WORK REQUEST 1:
Rewrite everything from "A fishbowl role" down to "happened. Development didn’t." in the passage on workplace practice, replacing "polite" with "courteous".
WORK REQUEST 2:
In the passage on workplace practice, what did AI-based role-play tools promise?
WORK REQUEST 3:
Write what comes next in the passage on workplace practice, picking up after its final sentence.

Most organizations agree on a basic premise: people need opportunities to practice before they’re expected to perform. Without practice, they fall back on trial-and-error learning with real customers, real teams, and real consequences.
Yet in most organizations, meaningful practice barely exists.
This isn’t because Learning & Development teams don’t value practice. It’s because the conditions needed for good practice rarely show up. Classroom time is compressed. Budgets don’t stretch to 1:1 coaching, professional actors, or repeated facilitated role plays. Trainers feel pressure to move content through the room, not slow things down for rehearsal.
So when practice does appear, it usually shows up as a moment.
A fishbowl role play with everyone watching.
An awkward peer exercise tacked onto the end of a session.
One attempt, a few polite comments, then on to the next slide.
This isn’t a failure of intent. It’s a failure of feasibility.
When Practice Happens, It’s Usually Too Shallow to Matter
Even when programs include role plays, they rarely target specific skills.
Peers can’t reliably evaluate judgment, reasoning, or decision quality. Feedback stays polite or vague. Facilitators can’t observe enough detail, across enough learners, to assess what actually happened in the conversation.
Learners leave having participated, but without clarity on what changed or what needs to happen differently next time.
Practice happened. Development didn’t.
Why AI Looked Like the Answer—and Why It Isn’t Enough
AI-based role-play tools emerged to fill this gap.
They promised scalable practice without facilitators, scheduling, or discomfort. Learners could practice independently. Organizations could finally offer repetition without driving up cost.
Many teams try DIY tools, Copilot, or ChatGPT prompts. At first, it feels productive. Conversations flow. Engagement goes up.

Dataset entries:
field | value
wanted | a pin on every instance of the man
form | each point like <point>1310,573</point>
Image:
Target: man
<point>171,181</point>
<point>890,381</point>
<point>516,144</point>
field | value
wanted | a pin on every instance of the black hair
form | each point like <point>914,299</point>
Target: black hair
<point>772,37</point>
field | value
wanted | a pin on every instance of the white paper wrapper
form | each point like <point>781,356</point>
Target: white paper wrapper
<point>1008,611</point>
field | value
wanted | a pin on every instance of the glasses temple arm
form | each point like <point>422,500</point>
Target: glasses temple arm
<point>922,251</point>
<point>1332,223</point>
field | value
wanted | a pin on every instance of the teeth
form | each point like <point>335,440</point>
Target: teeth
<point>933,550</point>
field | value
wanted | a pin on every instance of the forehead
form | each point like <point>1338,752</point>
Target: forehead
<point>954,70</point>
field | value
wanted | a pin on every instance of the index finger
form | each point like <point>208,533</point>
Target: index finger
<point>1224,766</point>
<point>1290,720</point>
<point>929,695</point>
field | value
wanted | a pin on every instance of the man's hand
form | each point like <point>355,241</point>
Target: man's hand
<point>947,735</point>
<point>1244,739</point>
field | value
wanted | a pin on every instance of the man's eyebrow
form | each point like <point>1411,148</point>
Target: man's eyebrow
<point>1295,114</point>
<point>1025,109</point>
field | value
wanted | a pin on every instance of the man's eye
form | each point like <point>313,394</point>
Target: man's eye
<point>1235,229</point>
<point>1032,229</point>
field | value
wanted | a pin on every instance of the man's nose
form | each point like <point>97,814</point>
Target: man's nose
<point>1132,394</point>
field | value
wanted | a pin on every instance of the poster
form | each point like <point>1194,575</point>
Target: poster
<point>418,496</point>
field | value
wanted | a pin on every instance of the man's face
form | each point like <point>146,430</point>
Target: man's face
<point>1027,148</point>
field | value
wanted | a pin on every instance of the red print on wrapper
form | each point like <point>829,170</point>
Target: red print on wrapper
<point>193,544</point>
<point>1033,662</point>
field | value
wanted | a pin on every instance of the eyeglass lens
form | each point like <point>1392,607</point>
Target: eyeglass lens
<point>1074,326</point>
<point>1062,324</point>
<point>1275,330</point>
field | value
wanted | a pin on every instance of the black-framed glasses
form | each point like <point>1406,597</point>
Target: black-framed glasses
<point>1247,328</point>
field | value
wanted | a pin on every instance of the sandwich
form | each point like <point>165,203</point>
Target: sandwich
--
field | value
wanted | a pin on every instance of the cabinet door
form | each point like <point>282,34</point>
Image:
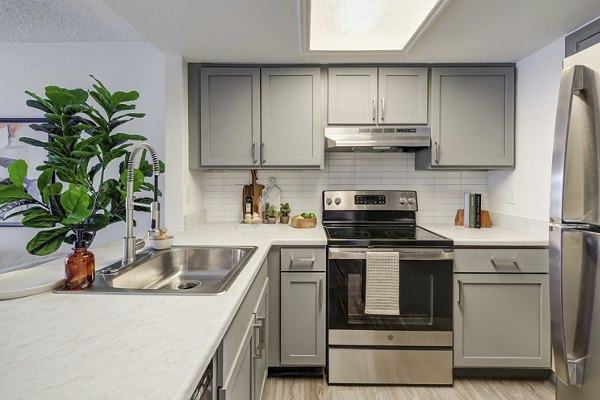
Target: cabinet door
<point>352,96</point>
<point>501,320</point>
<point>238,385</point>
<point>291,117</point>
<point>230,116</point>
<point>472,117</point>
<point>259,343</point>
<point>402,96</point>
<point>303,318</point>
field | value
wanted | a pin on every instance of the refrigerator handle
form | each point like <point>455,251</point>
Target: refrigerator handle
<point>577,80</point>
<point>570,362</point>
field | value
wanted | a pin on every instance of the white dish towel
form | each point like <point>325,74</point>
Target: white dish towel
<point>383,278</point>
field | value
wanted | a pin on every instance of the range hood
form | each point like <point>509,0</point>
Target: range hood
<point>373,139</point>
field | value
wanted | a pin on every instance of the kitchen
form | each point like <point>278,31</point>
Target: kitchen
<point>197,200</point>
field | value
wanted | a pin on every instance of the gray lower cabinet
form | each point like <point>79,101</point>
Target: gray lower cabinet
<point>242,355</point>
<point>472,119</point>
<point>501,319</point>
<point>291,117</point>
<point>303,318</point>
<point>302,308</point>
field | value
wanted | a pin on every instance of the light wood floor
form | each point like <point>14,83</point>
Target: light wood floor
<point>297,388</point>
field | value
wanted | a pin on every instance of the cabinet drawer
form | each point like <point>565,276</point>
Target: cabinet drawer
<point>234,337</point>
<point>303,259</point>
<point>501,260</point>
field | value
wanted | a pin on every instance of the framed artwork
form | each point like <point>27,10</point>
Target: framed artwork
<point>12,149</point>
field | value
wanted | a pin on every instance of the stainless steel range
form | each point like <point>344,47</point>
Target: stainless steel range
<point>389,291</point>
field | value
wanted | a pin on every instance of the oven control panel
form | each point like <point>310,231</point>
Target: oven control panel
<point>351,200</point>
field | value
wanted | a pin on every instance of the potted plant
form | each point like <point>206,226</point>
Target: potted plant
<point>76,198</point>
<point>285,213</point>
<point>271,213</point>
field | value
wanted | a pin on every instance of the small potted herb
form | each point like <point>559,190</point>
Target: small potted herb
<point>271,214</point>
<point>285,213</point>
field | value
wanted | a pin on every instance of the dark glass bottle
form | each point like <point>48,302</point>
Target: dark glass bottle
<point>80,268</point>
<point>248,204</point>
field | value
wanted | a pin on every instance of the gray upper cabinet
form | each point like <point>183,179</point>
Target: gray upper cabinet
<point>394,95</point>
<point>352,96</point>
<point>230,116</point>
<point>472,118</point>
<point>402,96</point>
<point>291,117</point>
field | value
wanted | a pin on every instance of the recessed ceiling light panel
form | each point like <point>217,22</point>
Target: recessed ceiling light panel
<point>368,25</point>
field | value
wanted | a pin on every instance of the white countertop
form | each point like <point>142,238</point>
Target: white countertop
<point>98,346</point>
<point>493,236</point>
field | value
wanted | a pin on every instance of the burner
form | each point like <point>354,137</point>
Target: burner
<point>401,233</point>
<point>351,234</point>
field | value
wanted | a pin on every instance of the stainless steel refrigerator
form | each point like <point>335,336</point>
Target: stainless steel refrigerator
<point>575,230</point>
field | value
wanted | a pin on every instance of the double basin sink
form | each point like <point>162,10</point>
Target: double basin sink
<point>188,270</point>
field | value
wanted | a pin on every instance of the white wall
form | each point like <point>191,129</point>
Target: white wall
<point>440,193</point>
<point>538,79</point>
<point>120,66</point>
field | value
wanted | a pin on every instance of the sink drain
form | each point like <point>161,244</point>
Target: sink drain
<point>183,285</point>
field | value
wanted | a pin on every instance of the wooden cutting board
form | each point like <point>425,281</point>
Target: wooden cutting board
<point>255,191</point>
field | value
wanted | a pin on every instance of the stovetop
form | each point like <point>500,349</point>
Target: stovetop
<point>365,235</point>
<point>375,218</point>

ANSWER AREA 1:
A fishbowl role play with everyone watching.
An awkward peer exercise tacked onto the end of a session.
One attempt, a few courteous comments, then on to the next slide.
This isn’t a failure of intent. It’s a failure of feasibility.
When Practice Happens, It’s Usually Too Shallow to Matter
Even when programs include role plays, they rarely target specific skills.
Peers can’t reliably evaluate judgment, reasoning, or decision quality. Feedback stays courteous or vague. Facilitators can’t observe enough detail, across enough learners, to assess what actually happened in the conversation.
Learners leave having participated, but without clarity on what changed or what needs to happen differently next time.
Practice happened. Development didn’t.

ANSWER AREA 2:
Scalable practice without facilitators, scheduling, or discomfort.

ANSWER AREA 3:
Then the same question surfaces again.
What skill actually improved?
Conversation Is Easy. Skill Is Not.
AI can generate dialogue. It can’t automatically generate the conditions that reveal whether someone can think critically, exercise judgment, or hold their ground under pressure.
Trying to manage complex conversational flows, policy constraints, emotional context, and non-obvious outcomes within a single prompt pushes the limits of automation. Real work doesn’t resolve cleanly. Consequences aren’t immediate. And the hardest skills only show up when things get uncomfortable.
Without intentional design, learners rehearse what feels safe and avoid what’s hard.
Why Learning & Development Still Matters
As AI becomes more accessible, the difference between activity and capability becomes impossible to ignore.
Learning & Development doesn’t exist to create more conversation. It exists to design practices that change what people can do when situations feel ambiguous, risky, or uncomfortable.
Practice isn’t missing because organizations don’t care.
It’s missing because good practice is hard to design.
And that’s exactly where expertise still matters.